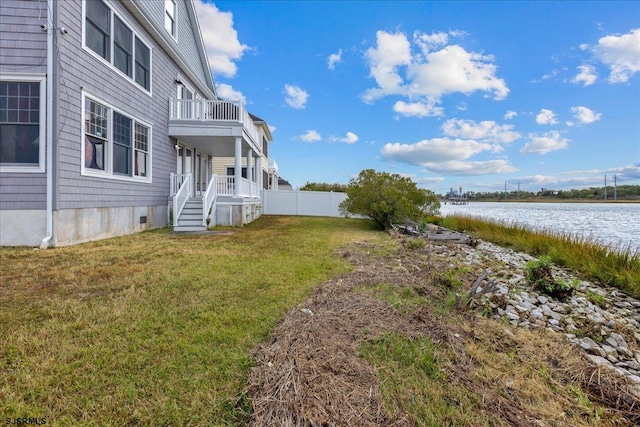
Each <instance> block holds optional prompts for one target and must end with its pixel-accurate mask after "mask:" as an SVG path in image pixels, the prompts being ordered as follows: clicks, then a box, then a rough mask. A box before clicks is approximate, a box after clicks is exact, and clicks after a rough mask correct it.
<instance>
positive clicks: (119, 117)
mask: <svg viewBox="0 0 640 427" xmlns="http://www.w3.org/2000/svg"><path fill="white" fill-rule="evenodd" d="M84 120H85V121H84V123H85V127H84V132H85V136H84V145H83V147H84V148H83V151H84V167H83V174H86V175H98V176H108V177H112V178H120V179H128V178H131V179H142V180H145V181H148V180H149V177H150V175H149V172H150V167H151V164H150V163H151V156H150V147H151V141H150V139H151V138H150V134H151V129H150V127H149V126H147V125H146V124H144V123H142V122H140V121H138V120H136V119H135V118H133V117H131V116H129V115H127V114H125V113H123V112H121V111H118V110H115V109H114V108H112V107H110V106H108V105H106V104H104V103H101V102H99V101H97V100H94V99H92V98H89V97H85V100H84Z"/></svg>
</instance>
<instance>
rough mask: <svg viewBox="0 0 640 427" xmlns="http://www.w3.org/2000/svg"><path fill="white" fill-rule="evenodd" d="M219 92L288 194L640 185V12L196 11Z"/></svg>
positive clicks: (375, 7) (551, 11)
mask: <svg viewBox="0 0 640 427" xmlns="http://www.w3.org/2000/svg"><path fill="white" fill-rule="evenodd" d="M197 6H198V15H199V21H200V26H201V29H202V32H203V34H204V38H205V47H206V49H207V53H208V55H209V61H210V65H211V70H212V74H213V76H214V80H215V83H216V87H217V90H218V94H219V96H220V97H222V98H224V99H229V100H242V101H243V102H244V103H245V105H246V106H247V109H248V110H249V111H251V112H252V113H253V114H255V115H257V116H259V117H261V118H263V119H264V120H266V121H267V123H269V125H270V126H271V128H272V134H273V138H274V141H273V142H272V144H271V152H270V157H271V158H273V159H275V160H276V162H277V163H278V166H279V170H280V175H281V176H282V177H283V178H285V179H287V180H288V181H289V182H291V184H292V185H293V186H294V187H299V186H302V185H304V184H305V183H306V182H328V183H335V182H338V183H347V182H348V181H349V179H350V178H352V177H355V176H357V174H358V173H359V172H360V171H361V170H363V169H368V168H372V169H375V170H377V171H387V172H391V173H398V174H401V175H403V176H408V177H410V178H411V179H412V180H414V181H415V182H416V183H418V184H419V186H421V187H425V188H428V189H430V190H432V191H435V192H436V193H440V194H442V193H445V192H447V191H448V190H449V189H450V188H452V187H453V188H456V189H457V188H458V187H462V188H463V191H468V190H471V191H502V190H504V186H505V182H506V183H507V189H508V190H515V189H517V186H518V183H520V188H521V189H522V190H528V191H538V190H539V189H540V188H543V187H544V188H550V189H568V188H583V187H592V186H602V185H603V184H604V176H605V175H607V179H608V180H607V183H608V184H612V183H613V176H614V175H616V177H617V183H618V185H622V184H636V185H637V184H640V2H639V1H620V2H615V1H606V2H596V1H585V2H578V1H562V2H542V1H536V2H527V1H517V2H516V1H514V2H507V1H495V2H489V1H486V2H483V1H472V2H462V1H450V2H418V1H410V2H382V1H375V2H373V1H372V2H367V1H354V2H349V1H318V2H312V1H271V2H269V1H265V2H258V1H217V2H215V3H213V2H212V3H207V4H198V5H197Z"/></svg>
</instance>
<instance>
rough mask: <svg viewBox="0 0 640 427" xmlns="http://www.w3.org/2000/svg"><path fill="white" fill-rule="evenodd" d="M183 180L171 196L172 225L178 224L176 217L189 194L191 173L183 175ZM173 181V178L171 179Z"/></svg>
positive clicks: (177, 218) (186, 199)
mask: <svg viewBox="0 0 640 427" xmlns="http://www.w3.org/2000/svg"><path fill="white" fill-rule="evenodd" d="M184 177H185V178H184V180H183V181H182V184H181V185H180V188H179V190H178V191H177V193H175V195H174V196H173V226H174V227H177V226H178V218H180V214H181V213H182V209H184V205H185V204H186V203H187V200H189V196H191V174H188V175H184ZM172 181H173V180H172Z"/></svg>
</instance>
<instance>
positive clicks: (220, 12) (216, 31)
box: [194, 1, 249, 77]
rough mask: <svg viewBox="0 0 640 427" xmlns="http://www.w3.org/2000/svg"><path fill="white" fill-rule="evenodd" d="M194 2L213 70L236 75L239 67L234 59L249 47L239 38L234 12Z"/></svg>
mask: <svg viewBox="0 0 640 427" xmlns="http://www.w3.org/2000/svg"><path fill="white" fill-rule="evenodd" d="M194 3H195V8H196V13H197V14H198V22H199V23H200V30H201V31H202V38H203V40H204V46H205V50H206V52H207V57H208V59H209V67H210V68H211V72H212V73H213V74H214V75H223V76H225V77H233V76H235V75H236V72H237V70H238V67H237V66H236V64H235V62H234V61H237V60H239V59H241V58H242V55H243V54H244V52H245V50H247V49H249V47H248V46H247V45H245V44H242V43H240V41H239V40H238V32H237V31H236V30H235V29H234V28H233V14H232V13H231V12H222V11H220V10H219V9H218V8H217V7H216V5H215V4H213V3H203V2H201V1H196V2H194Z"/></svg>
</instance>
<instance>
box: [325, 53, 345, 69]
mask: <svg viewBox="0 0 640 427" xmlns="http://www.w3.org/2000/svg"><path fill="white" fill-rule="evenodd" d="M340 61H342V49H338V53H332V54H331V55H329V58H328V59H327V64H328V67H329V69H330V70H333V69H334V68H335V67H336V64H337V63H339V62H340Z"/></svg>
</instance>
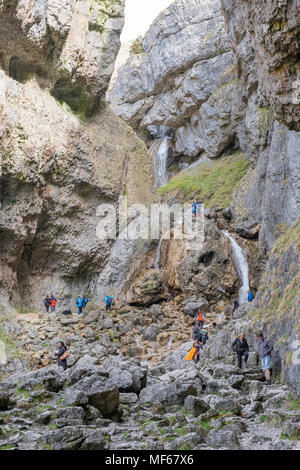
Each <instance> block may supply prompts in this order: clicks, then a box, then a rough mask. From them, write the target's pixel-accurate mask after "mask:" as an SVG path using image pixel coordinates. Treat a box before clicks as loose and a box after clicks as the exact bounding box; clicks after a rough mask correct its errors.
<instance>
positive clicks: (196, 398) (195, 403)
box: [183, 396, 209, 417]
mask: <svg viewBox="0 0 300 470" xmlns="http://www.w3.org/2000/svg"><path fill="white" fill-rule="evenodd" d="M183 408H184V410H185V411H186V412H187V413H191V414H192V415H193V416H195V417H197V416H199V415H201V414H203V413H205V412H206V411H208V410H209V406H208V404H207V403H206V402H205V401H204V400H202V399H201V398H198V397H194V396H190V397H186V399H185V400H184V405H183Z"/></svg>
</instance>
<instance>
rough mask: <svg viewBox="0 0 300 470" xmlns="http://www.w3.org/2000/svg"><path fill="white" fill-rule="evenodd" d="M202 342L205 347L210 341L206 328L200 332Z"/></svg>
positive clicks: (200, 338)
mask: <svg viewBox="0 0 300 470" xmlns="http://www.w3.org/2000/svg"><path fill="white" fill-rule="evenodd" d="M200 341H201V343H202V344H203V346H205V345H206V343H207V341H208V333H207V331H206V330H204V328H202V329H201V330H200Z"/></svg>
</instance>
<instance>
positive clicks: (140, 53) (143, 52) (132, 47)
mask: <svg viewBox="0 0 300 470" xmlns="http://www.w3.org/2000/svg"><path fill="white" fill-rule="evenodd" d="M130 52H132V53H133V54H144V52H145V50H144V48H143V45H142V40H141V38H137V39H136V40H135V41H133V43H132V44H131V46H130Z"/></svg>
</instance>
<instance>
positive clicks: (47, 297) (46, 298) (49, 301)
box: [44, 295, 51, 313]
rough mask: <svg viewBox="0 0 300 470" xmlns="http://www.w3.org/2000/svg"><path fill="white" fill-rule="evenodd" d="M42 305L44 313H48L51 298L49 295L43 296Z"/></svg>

- - - -

• **Task to carry out**
Report every line of the material above that contains the word "prompts".

• **Response box**
Each <instance> block holds optional prompts for one target and must end with its pixel-accurate mask after "mask:" as an SVG path in image pixels, the prompts being ordered as follows: clicks, then a box, then a rough mask. A box before clicks is approximate, a box after clicks is exact, and clicks after a rough mask correct it.
Each <instance> block may supply prompts in this order: clicks, then a box, then a rough mask. From them, write the target's pixel-accurate mask after "mask:" as an SVG path using image pixel coordinates. Treat a box before clicks as loose and a box after clicks as the exact bounding box; clicks after a rough mask correct its errors.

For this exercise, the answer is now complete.